* [Supplied passage]:
** Begin **

So you can see that the alternatives are more complicated in their formalism than. Many worlds is, but they are closer to our experience, so just this moment of collapse, do you think of it as a wavefunction, fundamentally sort of probabilistic description of the world and its collapse, sort of reducing that part of the world into something deterministic, where, again, you can now describe the position and the velocity and the simple classical model? Well, there is how you think about collapse.

[00:58:16]

There is a fourth category is a fourth contender. There's the mayor of quantum mechanical interpretations, which are called epistemic interpretations.

[00:58:25]

And what they say is all the wavefunction is, is a way of making predictions for experimental outcomes. It's not mapping onto an element of reality in any real sense.

[00:58:36]

And in fact, two different people might have two different wave functions for the same physical system because they know different things about it. Right. The way function is really just a prediction mechanism. And then the problem with those epistemic interpretations is if you say, OK, but it's predicting about what? Like what is the thing that is being predicted?

[00:58:55]

And they say, no, no, no, that's not what we're here for. We're just here to tell you what the observational outcomes are going to be.

[00:59:01]

But the other the other interpretations kind of think that the way function is real.

[00:59:05]

Yes, that's right. So that's an authentic interpretation of the wavefunction, ontology being the study of what is real, what exists, as opposed to an epistemic interpretation of the wavefunction epistemology being the study.

** End **

* [Direction a]: Retype the entries starting with the line containing "Would you be able to mark the distant" and going on through the last line of the entries.
The entries that come next are unrelated to the transcript.

* [Dataset entries]:
** Begin **

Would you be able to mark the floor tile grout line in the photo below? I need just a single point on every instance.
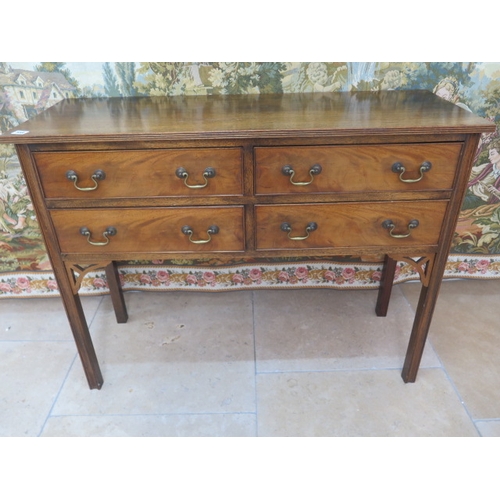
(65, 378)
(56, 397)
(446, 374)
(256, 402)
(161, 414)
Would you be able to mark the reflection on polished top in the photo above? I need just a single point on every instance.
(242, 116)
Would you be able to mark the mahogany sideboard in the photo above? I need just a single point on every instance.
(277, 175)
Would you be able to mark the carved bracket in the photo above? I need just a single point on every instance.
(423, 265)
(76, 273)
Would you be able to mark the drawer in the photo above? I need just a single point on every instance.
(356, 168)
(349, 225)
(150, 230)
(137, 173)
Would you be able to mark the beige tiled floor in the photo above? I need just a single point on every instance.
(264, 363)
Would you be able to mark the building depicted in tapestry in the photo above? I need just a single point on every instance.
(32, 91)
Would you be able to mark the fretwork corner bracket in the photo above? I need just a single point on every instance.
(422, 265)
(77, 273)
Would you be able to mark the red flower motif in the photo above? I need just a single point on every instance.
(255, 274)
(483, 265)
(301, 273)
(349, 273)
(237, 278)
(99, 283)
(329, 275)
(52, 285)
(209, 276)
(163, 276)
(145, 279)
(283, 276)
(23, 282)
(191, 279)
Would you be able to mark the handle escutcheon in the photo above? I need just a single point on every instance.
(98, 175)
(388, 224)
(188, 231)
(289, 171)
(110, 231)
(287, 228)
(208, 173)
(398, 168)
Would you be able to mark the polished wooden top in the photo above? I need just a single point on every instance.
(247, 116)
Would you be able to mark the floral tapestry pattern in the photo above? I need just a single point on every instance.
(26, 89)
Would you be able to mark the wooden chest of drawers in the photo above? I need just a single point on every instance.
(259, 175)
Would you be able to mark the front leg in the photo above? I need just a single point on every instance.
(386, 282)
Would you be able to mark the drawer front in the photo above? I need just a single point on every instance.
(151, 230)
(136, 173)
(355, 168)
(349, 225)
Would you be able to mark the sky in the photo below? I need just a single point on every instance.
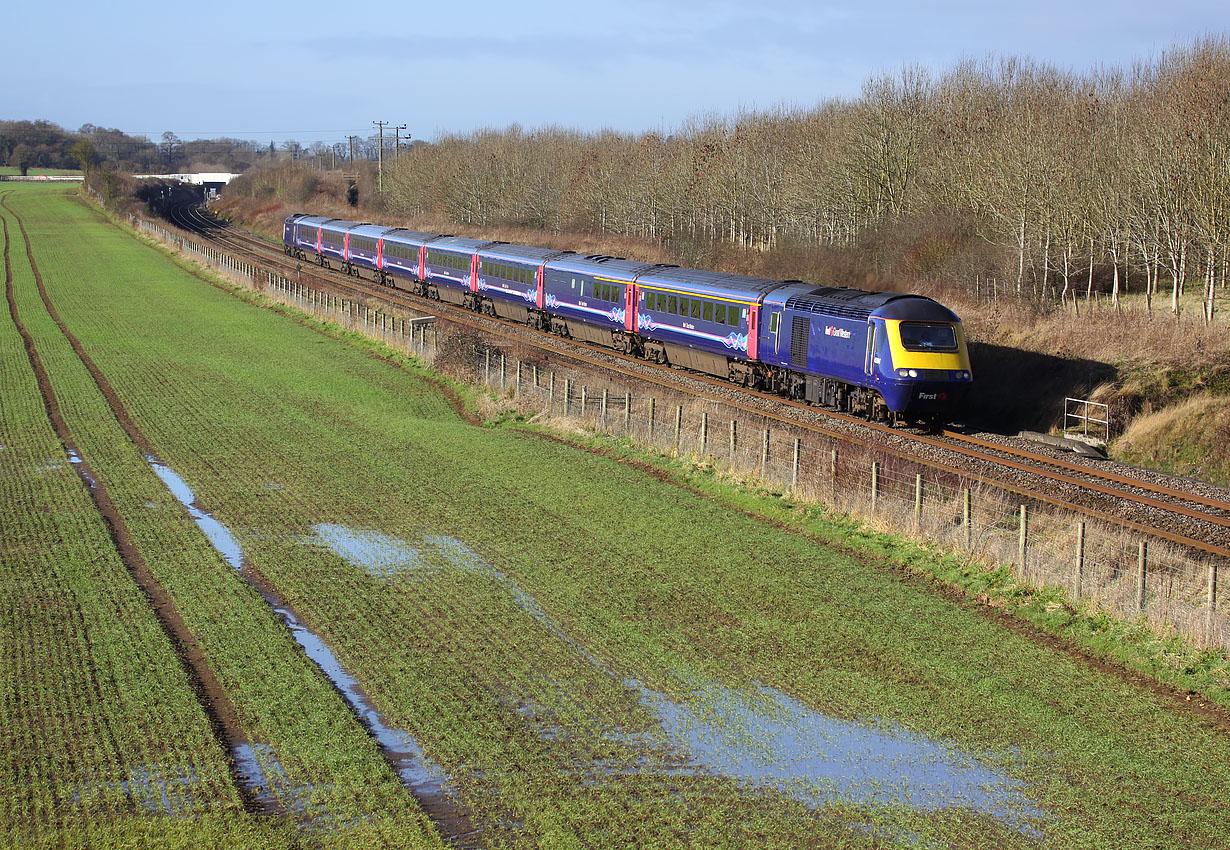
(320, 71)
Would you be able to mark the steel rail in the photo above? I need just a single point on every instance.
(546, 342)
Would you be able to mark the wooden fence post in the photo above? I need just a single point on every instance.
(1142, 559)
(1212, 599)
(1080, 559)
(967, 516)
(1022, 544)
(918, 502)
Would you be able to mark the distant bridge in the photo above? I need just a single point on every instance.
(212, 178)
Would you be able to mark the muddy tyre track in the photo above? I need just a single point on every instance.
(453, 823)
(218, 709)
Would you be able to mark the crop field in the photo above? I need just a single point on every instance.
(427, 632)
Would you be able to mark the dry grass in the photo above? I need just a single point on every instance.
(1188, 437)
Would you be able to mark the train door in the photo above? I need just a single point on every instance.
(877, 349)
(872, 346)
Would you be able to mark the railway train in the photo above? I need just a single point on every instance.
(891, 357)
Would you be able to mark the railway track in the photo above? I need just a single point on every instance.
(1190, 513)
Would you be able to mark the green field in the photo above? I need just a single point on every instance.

** End **

* [Direction b]: In the transcript, what reason is given for why, under epistemic interpretations, two people can have different wave functions for the same physical system?

* [Problem solution a]:
Would you be able to mark the distant bridge in the photo above? I need just a single point on every instance.
(212, 178)
Would you be able to mark the muddy tyre track in the photo above? I need just a single point on every instance.
(453, 823)
(218, 709)
Would you be able to mark the crop field in the photo above? I need just a single point on every instance.
(427, 632)
Would you be able to mark the dry grass in the photo above? I need just a single point on every instance.
(1188, 437)
Would you be able to mark the train door in the photo above? I need just a single point on every instance.
(877, 349)
(872, 346)
Would you be able to mark the railway train in the photo above? I need just a single point on every instance.
(891, 357)
Would you be able to mark the railway track in the photo above? I need just a single point on every instance.
(1190, 513)
Would you be able to mark the green field in the photo above? I need just a single point on every instance.

* [Problem solution b]: Epistemic interpretations treat the wave function only as a way of predicting experimental outcomes, not as something real. Two people can therefore have different wave functions for the same system because they know different things about it.